Exercise prompt: Copy out only the span from the line with "Guideline: one marker per instance of the power" to the end of the data, both ends kept, word for word.

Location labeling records
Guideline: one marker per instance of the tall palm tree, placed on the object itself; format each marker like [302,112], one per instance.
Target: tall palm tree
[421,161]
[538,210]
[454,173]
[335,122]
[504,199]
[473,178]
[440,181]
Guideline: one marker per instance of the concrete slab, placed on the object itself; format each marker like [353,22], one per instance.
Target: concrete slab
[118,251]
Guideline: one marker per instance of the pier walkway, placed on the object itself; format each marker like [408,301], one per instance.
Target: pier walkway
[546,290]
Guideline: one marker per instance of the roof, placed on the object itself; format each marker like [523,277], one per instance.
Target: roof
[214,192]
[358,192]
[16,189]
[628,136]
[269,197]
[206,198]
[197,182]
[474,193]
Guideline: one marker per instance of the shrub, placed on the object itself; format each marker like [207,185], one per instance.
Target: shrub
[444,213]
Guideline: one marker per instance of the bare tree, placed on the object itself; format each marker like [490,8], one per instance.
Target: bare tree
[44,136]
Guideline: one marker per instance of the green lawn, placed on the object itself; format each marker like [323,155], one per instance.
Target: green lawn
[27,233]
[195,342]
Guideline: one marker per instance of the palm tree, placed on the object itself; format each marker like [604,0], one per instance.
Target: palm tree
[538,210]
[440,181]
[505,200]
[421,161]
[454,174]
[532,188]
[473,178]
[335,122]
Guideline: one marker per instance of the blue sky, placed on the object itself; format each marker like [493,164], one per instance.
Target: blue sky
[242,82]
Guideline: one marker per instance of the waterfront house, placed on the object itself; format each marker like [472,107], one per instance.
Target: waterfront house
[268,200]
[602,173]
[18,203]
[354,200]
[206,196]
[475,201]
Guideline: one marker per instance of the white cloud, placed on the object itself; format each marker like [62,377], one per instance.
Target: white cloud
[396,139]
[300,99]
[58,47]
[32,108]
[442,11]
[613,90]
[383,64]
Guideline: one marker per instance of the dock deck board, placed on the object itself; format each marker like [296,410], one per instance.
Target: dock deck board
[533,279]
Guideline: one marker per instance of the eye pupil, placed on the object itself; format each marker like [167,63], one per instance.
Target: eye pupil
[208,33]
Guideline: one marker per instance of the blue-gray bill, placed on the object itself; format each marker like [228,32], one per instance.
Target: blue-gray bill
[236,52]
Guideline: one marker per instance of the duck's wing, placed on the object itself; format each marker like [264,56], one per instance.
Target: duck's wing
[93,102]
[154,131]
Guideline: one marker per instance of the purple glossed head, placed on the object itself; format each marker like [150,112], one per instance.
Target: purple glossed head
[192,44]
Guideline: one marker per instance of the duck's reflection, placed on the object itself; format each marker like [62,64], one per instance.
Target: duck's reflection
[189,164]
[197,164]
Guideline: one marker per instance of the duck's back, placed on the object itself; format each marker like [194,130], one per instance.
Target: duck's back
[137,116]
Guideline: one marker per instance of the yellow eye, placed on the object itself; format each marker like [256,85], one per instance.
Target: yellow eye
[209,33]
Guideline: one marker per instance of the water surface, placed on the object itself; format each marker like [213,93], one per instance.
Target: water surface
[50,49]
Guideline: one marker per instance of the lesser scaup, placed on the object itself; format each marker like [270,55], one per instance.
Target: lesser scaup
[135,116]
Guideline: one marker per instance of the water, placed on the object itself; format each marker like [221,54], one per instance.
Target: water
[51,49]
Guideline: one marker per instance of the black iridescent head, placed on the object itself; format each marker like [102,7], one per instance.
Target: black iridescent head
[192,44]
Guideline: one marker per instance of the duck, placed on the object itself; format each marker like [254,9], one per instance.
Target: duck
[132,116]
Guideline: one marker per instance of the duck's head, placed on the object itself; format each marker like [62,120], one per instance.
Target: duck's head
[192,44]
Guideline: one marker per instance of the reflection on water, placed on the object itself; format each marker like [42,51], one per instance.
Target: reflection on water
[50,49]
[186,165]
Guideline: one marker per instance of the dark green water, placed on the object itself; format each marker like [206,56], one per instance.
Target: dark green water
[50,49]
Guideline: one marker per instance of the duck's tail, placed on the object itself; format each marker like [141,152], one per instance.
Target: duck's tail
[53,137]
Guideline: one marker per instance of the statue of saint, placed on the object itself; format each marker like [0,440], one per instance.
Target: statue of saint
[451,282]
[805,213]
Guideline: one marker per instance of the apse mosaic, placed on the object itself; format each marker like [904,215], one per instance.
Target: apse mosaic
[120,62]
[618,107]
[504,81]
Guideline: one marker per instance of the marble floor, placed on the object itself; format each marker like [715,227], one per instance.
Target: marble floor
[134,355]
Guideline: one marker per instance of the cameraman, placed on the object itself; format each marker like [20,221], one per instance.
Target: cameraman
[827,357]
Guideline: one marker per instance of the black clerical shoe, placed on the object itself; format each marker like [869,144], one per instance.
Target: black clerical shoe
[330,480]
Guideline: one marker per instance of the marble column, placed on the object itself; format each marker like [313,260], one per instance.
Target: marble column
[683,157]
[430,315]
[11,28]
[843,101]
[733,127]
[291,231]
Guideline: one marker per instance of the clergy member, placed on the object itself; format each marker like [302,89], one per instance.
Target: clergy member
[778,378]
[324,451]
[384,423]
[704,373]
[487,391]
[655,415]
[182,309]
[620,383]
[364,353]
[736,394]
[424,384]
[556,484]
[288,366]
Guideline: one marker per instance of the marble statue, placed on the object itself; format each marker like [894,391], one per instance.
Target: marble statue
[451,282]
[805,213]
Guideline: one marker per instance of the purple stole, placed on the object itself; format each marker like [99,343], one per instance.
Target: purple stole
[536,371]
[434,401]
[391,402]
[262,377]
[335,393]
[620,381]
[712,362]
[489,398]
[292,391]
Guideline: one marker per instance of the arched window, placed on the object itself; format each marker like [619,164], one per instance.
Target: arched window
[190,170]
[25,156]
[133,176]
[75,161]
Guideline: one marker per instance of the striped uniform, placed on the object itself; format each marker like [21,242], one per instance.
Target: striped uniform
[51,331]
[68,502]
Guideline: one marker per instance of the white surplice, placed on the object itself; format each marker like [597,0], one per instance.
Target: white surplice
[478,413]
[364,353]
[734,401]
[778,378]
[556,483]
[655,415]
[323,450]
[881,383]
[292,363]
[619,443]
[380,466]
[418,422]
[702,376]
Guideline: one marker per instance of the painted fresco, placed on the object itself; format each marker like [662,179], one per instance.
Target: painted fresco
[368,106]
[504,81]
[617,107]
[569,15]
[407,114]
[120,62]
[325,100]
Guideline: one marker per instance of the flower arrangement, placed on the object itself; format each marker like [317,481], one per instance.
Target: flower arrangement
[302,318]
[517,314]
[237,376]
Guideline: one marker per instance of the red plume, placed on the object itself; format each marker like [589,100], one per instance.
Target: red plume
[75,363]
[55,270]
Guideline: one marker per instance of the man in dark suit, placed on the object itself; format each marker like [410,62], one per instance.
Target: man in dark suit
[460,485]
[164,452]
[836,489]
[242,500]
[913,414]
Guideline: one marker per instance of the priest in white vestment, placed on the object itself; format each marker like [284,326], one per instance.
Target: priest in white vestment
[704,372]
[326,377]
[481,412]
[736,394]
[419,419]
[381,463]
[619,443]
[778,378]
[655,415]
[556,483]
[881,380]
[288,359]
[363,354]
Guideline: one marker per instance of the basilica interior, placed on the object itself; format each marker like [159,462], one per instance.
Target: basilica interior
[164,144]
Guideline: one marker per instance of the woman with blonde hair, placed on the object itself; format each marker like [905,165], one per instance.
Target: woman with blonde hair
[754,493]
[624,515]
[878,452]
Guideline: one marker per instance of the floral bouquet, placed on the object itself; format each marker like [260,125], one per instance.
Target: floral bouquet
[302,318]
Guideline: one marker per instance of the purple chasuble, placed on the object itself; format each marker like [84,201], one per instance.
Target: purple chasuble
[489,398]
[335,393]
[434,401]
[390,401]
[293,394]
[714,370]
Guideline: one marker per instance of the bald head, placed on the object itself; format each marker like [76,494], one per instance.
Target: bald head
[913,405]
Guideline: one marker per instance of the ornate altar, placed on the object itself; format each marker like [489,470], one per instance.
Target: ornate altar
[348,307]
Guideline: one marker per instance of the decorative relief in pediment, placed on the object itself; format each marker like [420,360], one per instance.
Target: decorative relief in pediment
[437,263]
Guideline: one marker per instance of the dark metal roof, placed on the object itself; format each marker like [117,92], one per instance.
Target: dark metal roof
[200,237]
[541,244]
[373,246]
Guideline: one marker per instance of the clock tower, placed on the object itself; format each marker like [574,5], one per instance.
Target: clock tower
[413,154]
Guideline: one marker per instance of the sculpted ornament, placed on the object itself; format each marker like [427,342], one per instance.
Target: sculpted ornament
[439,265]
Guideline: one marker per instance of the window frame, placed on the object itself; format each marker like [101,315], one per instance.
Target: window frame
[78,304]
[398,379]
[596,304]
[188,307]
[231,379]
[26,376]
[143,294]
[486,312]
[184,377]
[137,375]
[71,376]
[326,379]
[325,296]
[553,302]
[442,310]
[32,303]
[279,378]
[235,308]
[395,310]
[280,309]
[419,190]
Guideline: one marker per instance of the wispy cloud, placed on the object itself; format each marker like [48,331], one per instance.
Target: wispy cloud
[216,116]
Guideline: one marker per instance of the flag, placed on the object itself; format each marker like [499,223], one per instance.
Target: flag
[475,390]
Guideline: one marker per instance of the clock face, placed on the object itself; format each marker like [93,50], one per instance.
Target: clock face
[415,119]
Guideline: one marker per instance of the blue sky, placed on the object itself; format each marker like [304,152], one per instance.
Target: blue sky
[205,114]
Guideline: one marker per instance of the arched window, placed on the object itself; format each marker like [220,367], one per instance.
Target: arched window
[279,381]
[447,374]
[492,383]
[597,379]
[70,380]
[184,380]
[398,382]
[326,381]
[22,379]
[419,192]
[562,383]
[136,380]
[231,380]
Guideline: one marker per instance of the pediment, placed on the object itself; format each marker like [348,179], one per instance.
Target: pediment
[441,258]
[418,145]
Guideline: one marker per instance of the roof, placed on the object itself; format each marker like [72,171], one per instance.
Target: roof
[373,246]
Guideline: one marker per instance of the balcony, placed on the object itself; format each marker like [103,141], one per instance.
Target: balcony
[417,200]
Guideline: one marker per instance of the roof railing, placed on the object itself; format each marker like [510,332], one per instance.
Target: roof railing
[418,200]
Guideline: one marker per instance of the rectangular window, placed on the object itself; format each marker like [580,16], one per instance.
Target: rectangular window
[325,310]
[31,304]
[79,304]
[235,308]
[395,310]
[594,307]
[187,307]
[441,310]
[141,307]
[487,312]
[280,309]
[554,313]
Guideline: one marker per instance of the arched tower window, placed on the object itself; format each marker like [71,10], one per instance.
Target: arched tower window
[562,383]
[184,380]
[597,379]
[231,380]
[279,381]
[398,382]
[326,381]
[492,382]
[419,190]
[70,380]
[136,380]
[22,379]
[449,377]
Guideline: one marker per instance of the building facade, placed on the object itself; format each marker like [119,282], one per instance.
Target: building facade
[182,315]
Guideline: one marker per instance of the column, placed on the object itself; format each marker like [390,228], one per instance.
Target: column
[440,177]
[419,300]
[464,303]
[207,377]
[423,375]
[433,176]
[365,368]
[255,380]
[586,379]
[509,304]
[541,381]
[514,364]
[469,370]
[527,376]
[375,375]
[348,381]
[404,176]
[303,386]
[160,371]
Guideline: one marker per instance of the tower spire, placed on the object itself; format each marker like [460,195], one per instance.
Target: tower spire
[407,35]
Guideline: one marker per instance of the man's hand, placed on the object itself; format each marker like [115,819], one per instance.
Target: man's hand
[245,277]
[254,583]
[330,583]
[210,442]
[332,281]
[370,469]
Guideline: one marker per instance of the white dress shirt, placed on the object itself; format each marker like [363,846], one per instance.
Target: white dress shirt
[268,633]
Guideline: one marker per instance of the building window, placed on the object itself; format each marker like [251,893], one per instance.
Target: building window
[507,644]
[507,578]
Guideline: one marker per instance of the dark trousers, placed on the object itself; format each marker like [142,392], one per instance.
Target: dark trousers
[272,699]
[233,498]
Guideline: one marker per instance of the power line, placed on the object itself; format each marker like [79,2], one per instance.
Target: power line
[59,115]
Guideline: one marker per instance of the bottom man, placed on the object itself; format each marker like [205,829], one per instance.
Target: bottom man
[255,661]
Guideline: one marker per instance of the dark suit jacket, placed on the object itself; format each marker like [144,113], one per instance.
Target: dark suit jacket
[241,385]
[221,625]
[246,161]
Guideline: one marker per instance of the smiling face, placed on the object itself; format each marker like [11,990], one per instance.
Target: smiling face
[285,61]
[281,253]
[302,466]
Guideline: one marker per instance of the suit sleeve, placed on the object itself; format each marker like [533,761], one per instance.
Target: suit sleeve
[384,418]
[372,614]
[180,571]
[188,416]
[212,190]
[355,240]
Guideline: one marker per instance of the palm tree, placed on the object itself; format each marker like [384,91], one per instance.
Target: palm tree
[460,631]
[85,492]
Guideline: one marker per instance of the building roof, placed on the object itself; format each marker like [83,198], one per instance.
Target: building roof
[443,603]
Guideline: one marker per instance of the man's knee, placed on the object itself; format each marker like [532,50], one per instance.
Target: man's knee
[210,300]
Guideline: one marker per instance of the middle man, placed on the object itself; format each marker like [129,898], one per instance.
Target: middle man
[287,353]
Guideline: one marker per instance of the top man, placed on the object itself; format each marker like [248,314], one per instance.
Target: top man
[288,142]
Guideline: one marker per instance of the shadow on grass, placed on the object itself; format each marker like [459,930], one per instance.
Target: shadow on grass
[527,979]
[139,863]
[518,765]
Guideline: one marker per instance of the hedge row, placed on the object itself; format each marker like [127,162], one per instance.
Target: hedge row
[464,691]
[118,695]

Reply:
Guideline: one marker per instance of the power line, placed on the object itself; format each marker like [79,2], one per instance.
Target: power line
[59,115]
Guideline: one marker per instance of the bottom man, placed on the object itself; format each marker like [205,829], one per instance.
Target: bottom man
[255,661]
Guideline: one marker per instance of the dark suit jacket, placed on the object itself; format each marker like [144,113], one per instance.
Target: dark suit jacket
[241,385]
[221,625]
[246,161]
Guideline: one marker per instance of the smiling face, placed on the object itself; format each marker like [11,990], one per instance.
Target: smiling face
[285,61]
[281,253]
[302,466]
Guideline: one marker per instance of the suit sleeve, placed on the object itself; format each marker like [533,761], one per instance.
Target: suit sleeve
[384,418]
[372,614]
[180,571]
[188,416]
[212,190]
[355,240]
Guideline: one marker per instance of the palm tree, placed on the object itself; format each marker like [384,91], one per instance.
Target: palm tree
[460,631]
[85,492]
Guideline: one marker per instance of the building roof, placed on the object itself; format each marker like [83,198], one per instance.
Target: building roof
[443,603]
Guideline: one marker per instance of the man's knee, placed on the object itself; format each marker like [532,50], one per instance.
Target: man's knee
[210,300]
Guideline: one marker per instance of the middle man, placed on the object itself; format each marker like [129,898], one per instance.
Target: middle man
[287,353]
Guideline: one marker per instance of the top man, placed on the object itself; format each marker like [248,314], one per instance.
Target: top man
[288,142]
Guideline: one marker per instance of the shadow on grass, placed on the object itself; format each marker like [459,930], one per instance.
Target: shadow on grass
[527,979]
[139,863]
[518,765]
Guideline: one marker per instance of the hedge row, placed on the object itself; format each marker like [127,162], one per instance.
Target: hedge row
[464,691]
[118,695]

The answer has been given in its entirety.